_Passage for review_:
··········

# Class action lawsuit coming....



## Chuck Smith (Feb 22, 2005)

NetBreaking (net-breaking.com) 



> *Pentagon Faces Class-Action Lawsuit Over Vaccine Mandates*
> 
> 
> 
> ...



hmmmm.... did I forsee this one coming?? Now wait until the UNIONS start next. BTW... why do you think some unions have been "exempted" from some of the mandates.... IE: California.


----------



## JRP1257 (Jan 10, 2021)

I don’t think they will withstand the courts. Likely dismissed early on. Jacobson v Massachusetts: It’s Not Your Great-Great-Grandfather’s Public Health Law


----------



## Chuck Smith (Feb 22, 2005)

It will be interesting. Because many people applied for a religious exemption and they are getting denied that exemption.

You know... that is a protected right under the constitution.

Also people bring up small pox and measles all the time with this argument. Well the death rate for small pox and measles were and are higher than COVID. 

Remember COVID isn't kill most of the people. it is an underlying condition that is doing it. Or people are dying with cancer but have covid. See the difference and what could make all of this interesting. Because the ACTUAL deaths FROM Covid are not the same as the actual deaths with covid. The numbers we hear on a daily basis are not really truthful.


----------



## alexinita7 (Dec 11, 2021)

Chuck Smith said:


> It will be interesting. Because many people applied for a religious exemption and they are getting denied that exemption.
> 
> You know... that is a protected right under the constitution.
> 
> ...


Its the law which keeps it. Otherwise, it could be so boring to have such things and follow them. But there is still a significant benefit.


----------



## Plainsman (Jul 30, 2003)

··········

_Listed entries_:
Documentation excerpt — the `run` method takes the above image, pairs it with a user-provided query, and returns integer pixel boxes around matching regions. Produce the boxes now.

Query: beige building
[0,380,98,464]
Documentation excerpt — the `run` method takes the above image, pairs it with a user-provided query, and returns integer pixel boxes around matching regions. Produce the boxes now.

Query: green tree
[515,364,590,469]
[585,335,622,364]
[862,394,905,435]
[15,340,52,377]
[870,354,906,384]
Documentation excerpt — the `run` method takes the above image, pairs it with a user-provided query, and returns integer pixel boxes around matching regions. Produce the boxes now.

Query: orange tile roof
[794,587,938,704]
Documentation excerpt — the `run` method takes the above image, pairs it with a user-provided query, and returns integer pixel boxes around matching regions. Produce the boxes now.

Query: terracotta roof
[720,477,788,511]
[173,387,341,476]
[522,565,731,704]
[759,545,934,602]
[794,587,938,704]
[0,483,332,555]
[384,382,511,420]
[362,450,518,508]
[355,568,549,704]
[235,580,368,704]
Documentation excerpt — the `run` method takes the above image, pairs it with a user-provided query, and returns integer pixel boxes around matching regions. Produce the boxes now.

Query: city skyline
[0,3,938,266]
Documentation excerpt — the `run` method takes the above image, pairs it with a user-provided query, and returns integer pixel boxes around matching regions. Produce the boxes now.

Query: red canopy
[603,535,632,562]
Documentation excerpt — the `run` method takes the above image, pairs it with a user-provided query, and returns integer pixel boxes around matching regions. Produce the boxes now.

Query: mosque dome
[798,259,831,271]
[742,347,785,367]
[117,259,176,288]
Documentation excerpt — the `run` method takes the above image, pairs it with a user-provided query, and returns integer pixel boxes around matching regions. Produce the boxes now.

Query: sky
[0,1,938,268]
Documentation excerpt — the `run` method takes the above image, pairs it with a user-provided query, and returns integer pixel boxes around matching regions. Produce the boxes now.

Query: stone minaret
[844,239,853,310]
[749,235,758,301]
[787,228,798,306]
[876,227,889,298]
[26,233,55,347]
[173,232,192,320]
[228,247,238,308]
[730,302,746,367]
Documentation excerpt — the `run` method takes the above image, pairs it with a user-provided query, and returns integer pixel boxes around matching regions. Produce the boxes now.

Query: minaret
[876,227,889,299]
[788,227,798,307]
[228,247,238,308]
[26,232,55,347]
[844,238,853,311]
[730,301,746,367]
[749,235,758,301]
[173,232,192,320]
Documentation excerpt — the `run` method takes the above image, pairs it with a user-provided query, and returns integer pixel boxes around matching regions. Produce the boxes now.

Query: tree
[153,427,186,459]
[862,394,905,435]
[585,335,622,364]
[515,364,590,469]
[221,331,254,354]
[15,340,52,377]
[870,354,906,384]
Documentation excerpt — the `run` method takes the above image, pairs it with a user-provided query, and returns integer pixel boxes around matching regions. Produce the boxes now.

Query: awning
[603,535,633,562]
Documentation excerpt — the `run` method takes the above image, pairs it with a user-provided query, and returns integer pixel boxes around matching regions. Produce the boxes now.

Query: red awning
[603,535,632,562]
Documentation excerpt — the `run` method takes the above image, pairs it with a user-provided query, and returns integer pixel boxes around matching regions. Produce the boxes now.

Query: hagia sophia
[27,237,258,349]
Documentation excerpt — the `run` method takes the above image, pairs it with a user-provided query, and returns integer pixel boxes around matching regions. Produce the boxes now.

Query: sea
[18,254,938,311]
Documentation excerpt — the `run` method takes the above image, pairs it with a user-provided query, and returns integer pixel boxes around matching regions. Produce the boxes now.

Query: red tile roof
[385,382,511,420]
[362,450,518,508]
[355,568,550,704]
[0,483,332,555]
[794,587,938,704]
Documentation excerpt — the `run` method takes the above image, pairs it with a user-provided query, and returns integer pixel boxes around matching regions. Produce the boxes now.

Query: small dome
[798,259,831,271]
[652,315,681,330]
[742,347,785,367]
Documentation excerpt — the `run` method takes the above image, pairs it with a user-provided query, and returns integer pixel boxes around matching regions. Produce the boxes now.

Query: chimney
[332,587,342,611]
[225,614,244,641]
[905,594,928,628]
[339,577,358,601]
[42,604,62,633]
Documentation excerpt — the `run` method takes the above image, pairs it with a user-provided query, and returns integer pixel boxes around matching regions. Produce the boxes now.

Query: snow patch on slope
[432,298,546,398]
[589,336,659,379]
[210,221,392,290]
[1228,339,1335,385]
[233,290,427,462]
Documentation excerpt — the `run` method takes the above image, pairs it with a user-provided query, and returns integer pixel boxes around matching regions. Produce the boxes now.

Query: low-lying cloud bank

··········

_Questions_:
1. Which court case does JRP1257 cite in the forum thread?
2. Copy everything in the forum thread from "I don’t think" down to "higher than COVID.", word for word.
The items can be set aside, since no task depends on them.

_Solutions to each task_:
1. Jacobson v Massachusetts.

2.
I don’t think they will withstand the courts. Likely dismissed early on. Jacobson v Massachusetts: It’s Not Your Great-Great-Grandfather’s Public Health Law


----------



## Chuck Smith (Feb 22, 2005)

It will be interesting. Because many people applied for a religious exemption and they are getting denied that exemption.

You know... that is a protected right under the constitution.

Also people bring up small pox and measles all the time with this argument. Well the death rate for small pox and measles were and are higher than COVID.